» **COMPITO A**: Nell'articolo sulla Bérénice di Castellucci, chi interpreta Berenice?
» **COMPITO B**: Prosegui l'articolo sulla Bérénice di Castellucci a partire dal punto in cui si interrompe.
=== BRANO CITATO ===
Bérénice da Jean Racine, di Romeo Castellucci
Articolo di Tiziana Wolozan
Cosa si aspetta lo spettatore che sceglie di andare a vedere lo spettacolo di Castellucci, il cui testo è una riscrittura della tragedia di Racine, e Berenice è interpretata da Isabelle Huppert? Vuole essere sorpreso dalle scelte estetiche del celebre regista, rassicurato dalla notorietà del testo del teatro classico francese, folgorato dalla bravura di una delle attrici di teatro e cinema più amate? Non c’è dubbio, sono nomi importanti quelli che si incontrano in questo spettacolo, con una produzione dai grandi mezzi fuori dal comune, pertanto, se da un lato il risultato è di certo promettente, dall’altro l’aspettativa è tale che può essere facilmente disattesa.
=== DATI ===
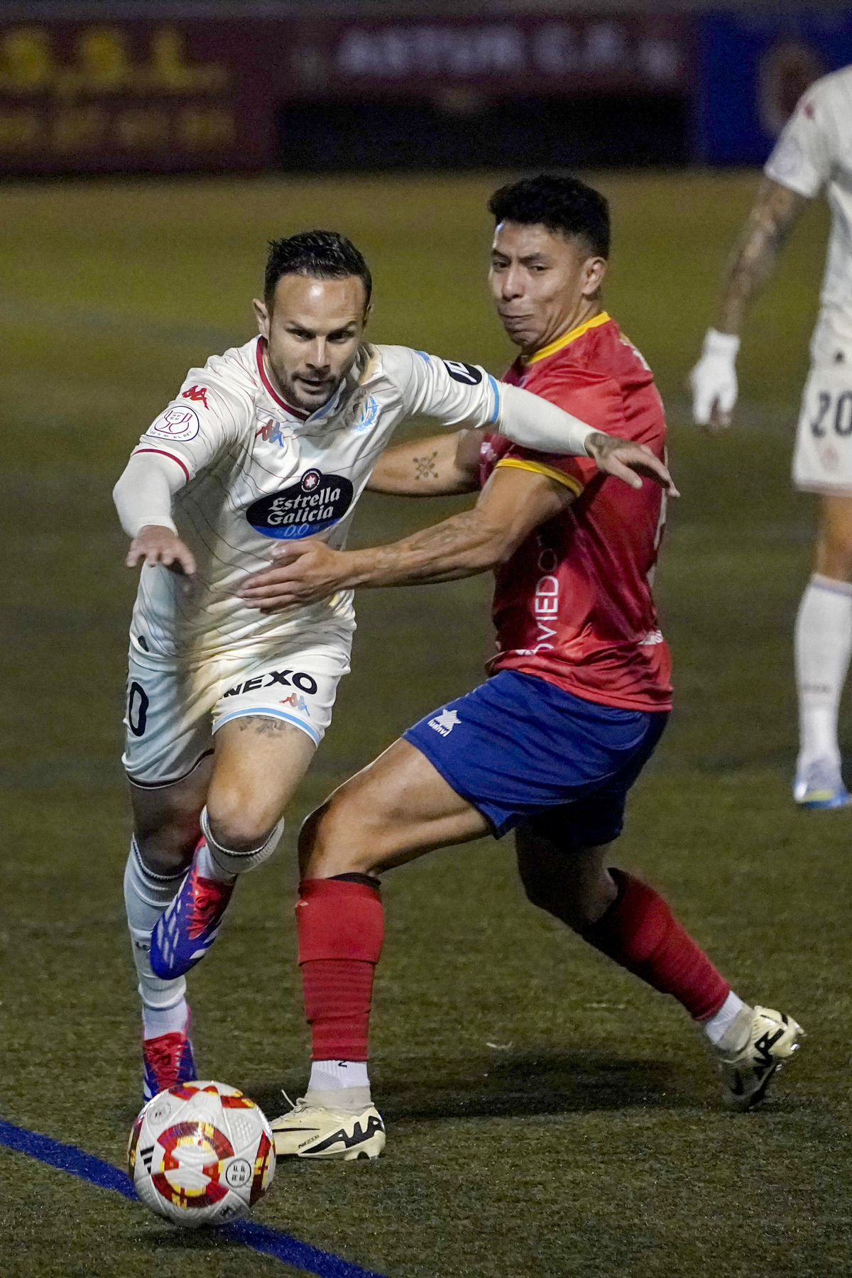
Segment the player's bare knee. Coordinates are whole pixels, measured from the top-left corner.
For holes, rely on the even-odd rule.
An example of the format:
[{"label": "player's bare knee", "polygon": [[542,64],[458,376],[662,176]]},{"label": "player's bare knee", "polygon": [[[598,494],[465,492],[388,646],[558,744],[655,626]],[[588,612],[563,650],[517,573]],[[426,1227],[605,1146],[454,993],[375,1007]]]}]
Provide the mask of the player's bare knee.
[{"label": "player's bare knee", "polygon": [[232,852],[252,852],[271,836],[277,822],[240,805],[207,806],[209,832],[220,847]]},{"label": "player's bare knee", "polygon": [[305,819],[299,833],[303,877],[369,874],[382,860],[381,831],[351,792],[339,791]]}]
===
» **RISPOSTA A**: Berenice è interpretata da Isabelle Huppert.

» **RISPOSTA B**:
Lo spettatore che vuole ascoltare il testo di Racine a lui caro, ne troverà una versione rivisitata, decurtata. La regina di Palestina è il fulcro dello svolgersi della pièce, impegnata in un persistente monologo, gli altri personaggi non hanno diritto di replica; Tito e Antioco vivono attraverso il movimento dei danzatori Cheikh Kébé e Giovanni Manzo, o talvolta un dialogo si instaura attraverso il testo proiettato sul fondo della scena. Altri personaggi, incarnati da una dozzina di comparse locali, esistono quali, per esempio, rappresentanti delle istituzioni inquietanti mobili ombre sul fondo, celate da un velo, come Filippo Archinto del Tiziano, o ancora denudati congegni dell’apparato infernale volto alla consacrazione del potere e ostacolo all’amore – in apparente ossequio al principio del prevalere dell’interesse generale rispetto a quello personale.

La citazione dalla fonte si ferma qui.